__BRIEF 1__.
Summarize the motor braking excerpt in two sentences.
__BRIEF 2__.
Please reproduce the motor braking excerpt word for word, everything from "In the second" down to "the electrical subsystem.".

[DOCUMENT SEGMENT start]

In the second exercise, you have added a lightbulb, which is really a resistor. Hence, the motor bEMF forced current through the lightbulb, which made braking torque. So the motor slowed down quicker. The amount of braking torque is proportional to winding current.

Finally, in the third exercise, you shorted out the winding, which means that the only resistance left in the circuit was the winding resistance. Thus, the induced current was really large- giving rise to a very high braking torque. All the energy was absorbed in the motor winding itself.

I'm also not sure if both exercise 2 and 3 would both be considered dynamic braking?

Yes, they would. Dynamic braking is when the mechanical energy is transferred to the electrical subsystem.

[DOCUMENT SEGMENT end]
[GIVEN INFORMATION start]

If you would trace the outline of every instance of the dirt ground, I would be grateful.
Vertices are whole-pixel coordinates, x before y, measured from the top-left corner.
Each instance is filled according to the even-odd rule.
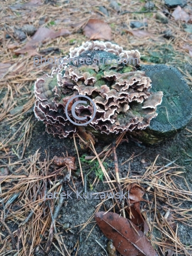
[[[24,7],[22,5],[31,2],[31,4],[28,6]],[[180,20],[176,21],[171,15],[174,9],[167,8],[162,1],[158,0],[153,1],[155,7],[149,12],[146,12],[147,9],[144,7],[146,3],[145,0],[119,0],[117,1],[117,5],[115,4],[113,5],[111,2],[104,0],[101,3],[93,0],[74,1],[63,0],[36,0],[33,1],[5,0],[1,1],[0,177],[7,175],[8,177],[4,180],[0,178],[0,199],[4,199],[4,201],[1,201],[0,203],[0,256],[60,256],[69,255],[73,256],[100,256],[106,255],[102,247],[106,249],[109,242],[109,239],[96,224],[94,219],[92,218],[97,205],[101,202],[100,199],[88,199],[86,201],[84,199],[77,199],[73,195],[73,199],[69,199],[64,201],[56,223],[57,233],[62,236],[65,247],[64,248],[63,245],[61,247],[63,252],[61,252],[60,242],[57,240],[55,237],[54,238],[53,243],[49,252],[46,253],[43,251],[51,222],[51,214],[49,207],[54,211],[54,208],[57,205],[56,200],[52,200],[49,205],[47,201],[46,203],[46,210],[41,220],[39,220],[39,216],[42,214],[43,210],[39,204],[42,212],[40,213],[39,211],[34,214],[33,219],[29,219],[26,223],[26,226],[21,225],[21,223],[40,201],[36,201],[36,199],[34,199],[35,197],[33,197],[30,193],[34,192],[38,200],[40,200],[44,193],[42,191],[39,192],[38,191],[40,186],[43,183],[44,186],[44,183],[46,183],[47,187],[50,189],[63,178],[66,169],[64,170],[64,168],[62,168],[58,175],[50,176],[47,178],[46,182],[42,182],[43,183],[41,183],[39,179],[39,183],[36,183],[35,185],[31,187],[30,186],[31,184],[29,183],[26,185],[26,187],[24,186],[24,183],[29,180],[27,180],[20,172],[28,172],[30,175],[39,175],[39,177],[40,175],[51,175],[58,170],[58,167],[52,163],[50,164],[50,161],[55,155],[63,156],[63,154],[75,156],[77,172],[80,172],[73,138],[60,139],[56,136],[54,137],[52,135],[48,134],[46,132],[45,125],[42,122],[38,121],[34,114],[35,100],[34,82],[37,78],[43,74],[50,74],[54,67],[53,64],[34,67],[33,58],[37,56],[36,53],[42,54],[46,57],[65,55],[70,47],[76,47],[81,45],[82,42],[90,40],[83,34],[82,29],[83,26],[87,20],[89,18],[101,19],[107,23],[111,29],[111,42],[119,44],[126,49],[138,49],[141,53],[142,64],[164,64],[177,68],[191,88],[192,49],[190,47],[192,43],[192,24],[191,20],[188,23]],[[183,9],[186,13],[190,14],[192,13],[192,1],[188,0],[187,2],[187,5]],[[113,2],[117,3],[115,1]],[[105,7],[107,13],[105,14],[102,12],[104,11],[101,8],[101,7]],[[135,12],[123,14],[126,11]],[[164,11],[168,20],[168,23],[164,24],[157,20],[155,18],[156,13],[152,11]],[[141,13],[137,13],[139,11]],[[142,31],[148,32],[148,35],[142,34],[139,36],[139,32],[137,32],[137,35],[134,36],[130,32],[133,30],[130,27],[130,22],[136,20],[147,23],[148,27],[145,27],[143,29],[142,28]],[[21,28],[24,24],[32,25],[36,30],[40,27],[46,27],[57,31],[61,28],[66,28],[71,34],[54,39],[48,38],[46,41],[39,42],[32,50],[31,49],[27,52],[18,54],[17,51],[23,47],[31,37],[28,35],[26,36],[27,33],[24,33],[25,37],[21,33]],[[189,30],[186,31],[186,28],[191,29],[191,32],[189,32]],[[137,29],[134,29],[136,31]],[[129,32],[128,32],[128,30]],[[165,31],[168,31],[169,36],[165,36]],[[158,170],[159,167],[163,167],[170,161],[175,161],[171,166],[172,168],[175,166],[175,169],[172,169],[172,171],[175,172],[176,170],[177,172],[181,172],[173,176],[175,187],[181,191],[183,189],[189,191],[191,193],[192,131],[191,122],[186,128],[177,134],[174,138],[154,146],[138,143],[128,137],[128,142],[122,141],[116,149],[119,178],[126,178],[128,172],[129,177],[142,177],[158,155],[155,165],[157,168],[156,170]],[[87,151],[82,150],[79,145],[79,138],[76,137],[75,139],[80,158],[83,154],[94,156],[90,150]],[[102,151],[105,147],[110,143],[107,139],[105,141],[98,140],[95,145],[97,154]],[[121,165],[129,158],[129,161]],[[113,174],[115,175],[114,154],[111,154],[105,162],[107,164],[109,175],[113,180]],[[84,175],[89,172],[89,166],[82,162],[82,166]],[[11,173],[10,169],[15,173]],[[17,177],[18,174],[19,175]],[[81,175],[76,176],[77,177],[75,176],[75,173],[72,172],[73,180],[69,183],[63,183],[63,187],[65,191],[72,192],[72,188],[78,191],[83,190]],[[93,190],[91,190],[91,185],[95,177],[95,171],[92,171],[89,175],[88,192],[109,191],[108,184],[103,183],[101,180],[99,181],[96,186],[94,184]],[[21,181],[23,181],[23,184],[20,183]],[[34,182],[35,179],[33,181]],[[17,199],[9,201],[11,196],[15,195],[19,191],[19,187],[17,187],[17,184],[21,184],[21,185],[23,186],[22,192],[15,198]],[[142,185],[145,189],[148,186],[146,183]],[[16,188],[15,190],[10,190],[9,192],[9,190],[13,187]],[[170,238],[170,237],[161,232],[156,228],[158,226],[158,220],[155,221],[153,231],[148,236],[154,243],[153,244],[158,255],[165,256],[192,255],[192,196],[189,196],[187,198],[186,196],[186,200],[180,201],[178,198],[169,198],[167,194],[166,201],[157,197],[158,200],[156,201],[156,199],[154,199],[153,189],[151,190],[152,191],[151,193],[147,194],[148,197],[146,194],[144,197],[146,200],[151,202],[150,205],[145,201],[141,202],[140,204],[141,211],[146,213],[145,216],[147,216],[151,224],[151,228],[153,226],[151,223],[154,222],[155,215],[159,216],[159,214],[164,216],[169,210],[168,205],[171,204],[173,206],[174,204],[178,205],[177,211],[174,211],[174,210],[173,210],[171,206],[169,208],[177,225],[176,231],[174,233],[176,237],[174,238],[174,235],[170,233],[170,236],[173,235],[172,238]],[[30,195],[30,200],[33,199],[31,199],[31,201],[25,195],[28,197]],[[172,195],[174,195],[174,194]],[[32,204],[33,200],[34,202],[36,201],[36,204]],[[119,213],[117,205],[112,207],[113,205],[114,202],[108,200],[102,204],[99,210],[106,211],[111,208],[110,211],[115,211]],[[27,211],[25,211],[25,209],[27,209]],[[187,210],[183,210],[182,209],[187,209],[187,216],[184,216]],[[182,217],[179,215],[181,213],[183,214]],[[49,215],[48,218],[46,218],[46,214]],[[15,249],[12,247],[11,236],[6,226],[4,225],[4,221],[7,223],[15,237],[16,241]],[[34,223],[34,227],[33,223]],[[40,229],[37,230],[37,223],[41,225],[42,230],[45,227],[45,230],[43,229],[43,236],[40,234]],[[46,226],[45,223],[46,223]],[[87,225],[81,225],[83,223],[87,223]],[[160,223],[160,226],[163,227],[162,223]],[[64,225],[67,227],[65,229],[68,229],[68,230],[65,230]],[[82,227],[83,229],[81,229]],[[169,232],[167,231],[167,234],[169,234]],[[179,246],[179,244],[177,244],[177,247],[175,247],[175,243],[174,242],[175,237],[178,238],[178,241],[182,246]],[[96,240],[102,246],[99,245]],[[38,241],[39,242],[37,242]],[[166,249],[166,246],[164,246],[164,243],[166,243],[171,245],[173,251],[168,251]],[[63,243],[62,244],[63,244]],[[183,249],[183,247],[184,250]],[[72,252],[73,248],[73,250]],[[117,252],[116,255],[118,256],[120,254]],[[110,256],[113,256],[111,255]]]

[GIVEN INFORMATION end]

__FULL ANSWER 1__.
Adding a lightbulb, which is really a resistor, let the motor's bEMF force current through it, which created braking torque proportional to winding current, so the motor slowed down quicker. Shorting the winding left only the winding resistance in the circuit, so the induced current and braking torque were very large and all the energy was absorbed in the winding; both setups count as dynamic braking, in which mechanical energy is transferred to the electrical subsystem.

__FULL ANSWER 2__.
In the second exercise, you have added a lightbulb, which is really a resistor. Hence, the motor bEMF forced current through the lightbulb, which made braking torque. So the motor slowed down quicker. The amount of braking torque is proportional to winding current.

Finally, in the third exercise, you shorted out the winding, which means that the only resistance left in the circuit was the winding resistance. Thus, the induced current was really large- giving rise to a very high braking torque. All the energy was absorbed in the motor winding itself.

I'm also not sure if both exercise 2 and 3 would both be considered dynamic braking?

Yes, they would. Dynamic braking is when the mechanical energy is transferred to the electrical subsystem.